__AIM OF THE EXERCISE__. The answer is the line that contains "Implementations MUST put a point on every instance of the sky" followed by every later line of the entries below, each repeated exactly, and nothing else.

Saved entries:
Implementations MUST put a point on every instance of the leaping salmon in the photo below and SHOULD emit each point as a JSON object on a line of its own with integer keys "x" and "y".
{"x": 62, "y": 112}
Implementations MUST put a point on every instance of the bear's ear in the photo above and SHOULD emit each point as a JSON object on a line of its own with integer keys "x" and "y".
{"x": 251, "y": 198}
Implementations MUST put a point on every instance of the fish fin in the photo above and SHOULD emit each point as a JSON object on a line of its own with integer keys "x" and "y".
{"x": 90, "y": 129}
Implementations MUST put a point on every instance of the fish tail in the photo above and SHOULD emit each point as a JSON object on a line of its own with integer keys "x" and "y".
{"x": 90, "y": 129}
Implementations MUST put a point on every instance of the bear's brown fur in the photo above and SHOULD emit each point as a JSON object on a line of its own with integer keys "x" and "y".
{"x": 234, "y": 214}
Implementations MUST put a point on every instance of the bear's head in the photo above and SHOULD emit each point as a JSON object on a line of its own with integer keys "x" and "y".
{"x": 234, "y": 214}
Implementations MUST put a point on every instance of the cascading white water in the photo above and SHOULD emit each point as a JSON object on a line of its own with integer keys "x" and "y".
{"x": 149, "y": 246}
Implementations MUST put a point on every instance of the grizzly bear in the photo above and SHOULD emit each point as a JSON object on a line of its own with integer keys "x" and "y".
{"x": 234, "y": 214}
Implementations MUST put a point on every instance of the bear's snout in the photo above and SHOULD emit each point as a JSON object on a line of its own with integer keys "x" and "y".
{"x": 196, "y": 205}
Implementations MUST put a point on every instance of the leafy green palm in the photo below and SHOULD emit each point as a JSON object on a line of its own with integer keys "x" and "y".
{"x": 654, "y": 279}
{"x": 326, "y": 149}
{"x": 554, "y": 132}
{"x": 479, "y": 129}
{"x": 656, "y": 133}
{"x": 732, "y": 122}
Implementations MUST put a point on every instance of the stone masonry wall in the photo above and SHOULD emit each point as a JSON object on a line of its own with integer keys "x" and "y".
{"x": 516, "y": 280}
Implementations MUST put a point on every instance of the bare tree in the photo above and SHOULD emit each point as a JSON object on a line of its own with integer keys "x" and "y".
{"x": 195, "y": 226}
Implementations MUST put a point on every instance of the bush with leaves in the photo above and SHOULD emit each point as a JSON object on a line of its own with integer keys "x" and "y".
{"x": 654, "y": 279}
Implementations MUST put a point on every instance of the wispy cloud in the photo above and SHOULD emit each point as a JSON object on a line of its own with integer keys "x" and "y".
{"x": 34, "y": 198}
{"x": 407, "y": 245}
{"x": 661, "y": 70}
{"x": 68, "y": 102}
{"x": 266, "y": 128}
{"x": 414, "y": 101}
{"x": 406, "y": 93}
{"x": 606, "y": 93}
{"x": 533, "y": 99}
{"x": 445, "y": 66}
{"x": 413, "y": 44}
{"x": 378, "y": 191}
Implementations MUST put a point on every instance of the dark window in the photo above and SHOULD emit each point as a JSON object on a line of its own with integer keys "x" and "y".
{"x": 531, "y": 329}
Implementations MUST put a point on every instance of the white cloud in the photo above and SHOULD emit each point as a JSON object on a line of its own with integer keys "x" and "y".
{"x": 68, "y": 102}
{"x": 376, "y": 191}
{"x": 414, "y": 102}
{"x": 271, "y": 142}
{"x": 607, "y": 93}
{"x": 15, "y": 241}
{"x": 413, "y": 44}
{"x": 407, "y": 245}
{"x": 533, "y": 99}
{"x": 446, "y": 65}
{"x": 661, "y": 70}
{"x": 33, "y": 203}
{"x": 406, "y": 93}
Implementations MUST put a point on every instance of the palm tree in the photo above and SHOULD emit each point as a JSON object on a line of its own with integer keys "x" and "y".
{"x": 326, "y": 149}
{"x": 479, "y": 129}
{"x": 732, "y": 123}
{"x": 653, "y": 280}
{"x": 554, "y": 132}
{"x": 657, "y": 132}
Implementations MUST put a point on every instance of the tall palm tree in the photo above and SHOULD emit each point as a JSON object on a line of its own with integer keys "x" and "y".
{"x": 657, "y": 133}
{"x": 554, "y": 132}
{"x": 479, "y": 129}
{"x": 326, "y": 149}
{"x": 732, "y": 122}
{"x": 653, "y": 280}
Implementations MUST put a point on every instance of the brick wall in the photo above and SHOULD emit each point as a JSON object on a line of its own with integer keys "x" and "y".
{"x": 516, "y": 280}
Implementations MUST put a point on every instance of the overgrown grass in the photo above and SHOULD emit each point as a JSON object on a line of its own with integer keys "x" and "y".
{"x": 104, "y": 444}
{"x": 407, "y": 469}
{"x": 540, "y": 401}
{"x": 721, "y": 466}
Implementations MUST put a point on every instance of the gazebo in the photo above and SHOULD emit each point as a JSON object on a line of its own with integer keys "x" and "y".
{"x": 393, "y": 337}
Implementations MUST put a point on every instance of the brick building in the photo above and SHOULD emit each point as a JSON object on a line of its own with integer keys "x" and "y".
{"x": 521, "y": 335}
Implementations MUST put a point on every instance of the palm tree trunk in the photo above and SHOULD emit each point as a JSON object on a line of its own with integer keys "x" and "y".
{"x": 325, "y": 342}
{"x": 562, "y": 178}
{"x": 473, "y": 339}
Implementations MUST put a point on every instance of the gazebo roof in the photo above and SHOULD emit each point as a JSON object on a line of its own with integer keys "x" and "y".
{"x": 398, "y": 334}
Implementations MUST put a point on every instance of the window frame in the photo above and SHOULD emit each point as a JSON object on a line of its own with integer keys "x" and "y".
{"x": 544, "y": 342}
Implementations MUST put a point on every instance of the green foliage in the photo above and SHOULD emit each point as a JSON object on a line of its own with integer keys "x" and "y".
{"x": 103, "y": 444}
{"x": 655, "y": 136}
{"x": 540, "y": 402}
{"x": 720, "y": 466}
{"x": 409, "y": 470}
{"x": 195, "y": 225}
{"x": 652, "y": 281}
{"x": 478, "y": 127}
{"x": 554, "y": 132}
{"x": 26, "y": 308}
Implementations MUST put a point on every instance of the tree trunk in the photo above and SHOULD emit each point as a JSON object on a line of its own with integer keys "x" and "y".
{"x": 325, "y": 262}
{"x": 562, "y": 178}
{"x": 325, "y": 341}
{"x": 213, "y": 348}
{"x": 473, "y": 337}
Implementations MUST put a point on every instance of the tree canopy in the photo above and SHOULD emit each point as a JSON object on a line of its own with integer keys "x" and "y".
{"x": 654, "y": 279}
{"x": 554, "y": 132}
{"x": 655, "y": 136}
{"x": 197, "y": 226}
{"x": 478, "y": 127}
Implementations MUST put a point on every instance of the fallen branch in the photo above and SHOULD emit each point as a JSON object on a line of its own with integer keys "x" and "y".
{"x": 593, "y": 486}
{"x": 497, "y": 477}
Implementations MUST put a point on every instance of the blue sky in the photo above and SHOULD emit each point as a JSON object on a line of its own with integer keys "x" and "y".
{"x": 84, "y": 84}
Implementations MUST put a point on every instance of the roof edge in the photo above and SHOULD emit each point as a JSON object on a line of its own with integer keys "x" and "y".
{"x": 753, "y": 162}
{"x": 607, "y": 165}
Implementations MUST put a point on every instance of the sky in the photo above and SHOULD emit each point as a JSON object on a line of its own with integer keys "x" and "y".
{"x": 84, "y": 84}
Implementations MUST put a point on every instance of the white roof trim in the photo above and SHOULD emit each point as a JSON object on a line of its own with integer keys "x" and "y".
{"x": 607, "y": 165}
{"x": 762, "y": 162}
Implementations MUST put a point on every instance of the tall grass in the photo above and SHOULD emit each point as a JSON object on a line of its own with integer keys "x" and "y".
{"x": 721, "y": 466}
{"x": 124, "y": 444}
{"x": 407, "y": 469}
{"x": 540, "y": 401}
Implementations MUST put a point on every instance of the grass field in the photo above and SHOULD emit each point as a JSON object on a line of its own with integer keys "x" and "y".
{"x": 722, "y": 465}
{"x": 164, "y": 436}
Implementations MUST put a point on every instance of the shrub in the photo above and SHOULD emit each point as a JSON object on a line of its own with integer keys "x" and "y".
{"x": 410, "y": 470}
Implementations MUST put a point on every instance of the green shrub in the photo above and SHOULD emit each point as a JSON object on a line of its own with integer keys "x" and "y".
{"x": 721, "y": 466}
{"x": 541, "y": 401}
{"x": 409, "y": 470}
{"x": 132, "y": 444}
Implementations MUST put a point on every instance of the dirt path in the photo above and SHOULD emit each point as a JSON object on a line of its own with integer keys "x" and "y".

__RESPONSE TO THIS TASK__.
Implementations MUST put a point on every instance of the sky in the photo above and SHOULD emit each point as a JSON object on a line of its own with integer keys "x" and "y".
{"x": 84, "y": 84}
Implementations MUST put a point on every instance of the white roof trim in the photo above and SHOULD emit each point as a JSON object on a line of its own with integer keys "x" and "y".
{"x": 607, "y": 165}
{"x": 762, "y": 162}
Implementations MUST put a point on every instance of the tall grass in the photo above and SHOULD emit each point as a JSON object on a line of its own with integer keys "x" and "y".
{"x": 721, "y": 466}
{"x": 124, "y": 444}
{"x": 407, "y": 469}
{"x": 540, "y": 401}
Implementations MUST put a point on every instance of the grass field in the photo above and SHOULD emit each point as a JSON object on a line of its own with integer keys "x" and "y".
{"x": 722, "y": 465}
{"x": 164, "y": 436}
Implementations MUST put a point on every instance of the shrub in the photo above and SHOULD emit each point as a JSON object on a line of its own with integer keys "x" and "y".
{"x": 410, "y": 470}
Implementations MUST put a point on every instance of the green shrub in the photo above and SHOULD emit each point as a JSON object on a line of its own with integer keys "x" and "y".
{"x": 721, "y": 466}
{"x": 541, "y": 401}
{"x": 409, "y": 470}
{"x": 132, "y": 444}
Implementations MUST put a point on every instance of the dirt path in the photo above and SHOULD emit each point as a JSON object on a line of its own with integer keys "x" and "y".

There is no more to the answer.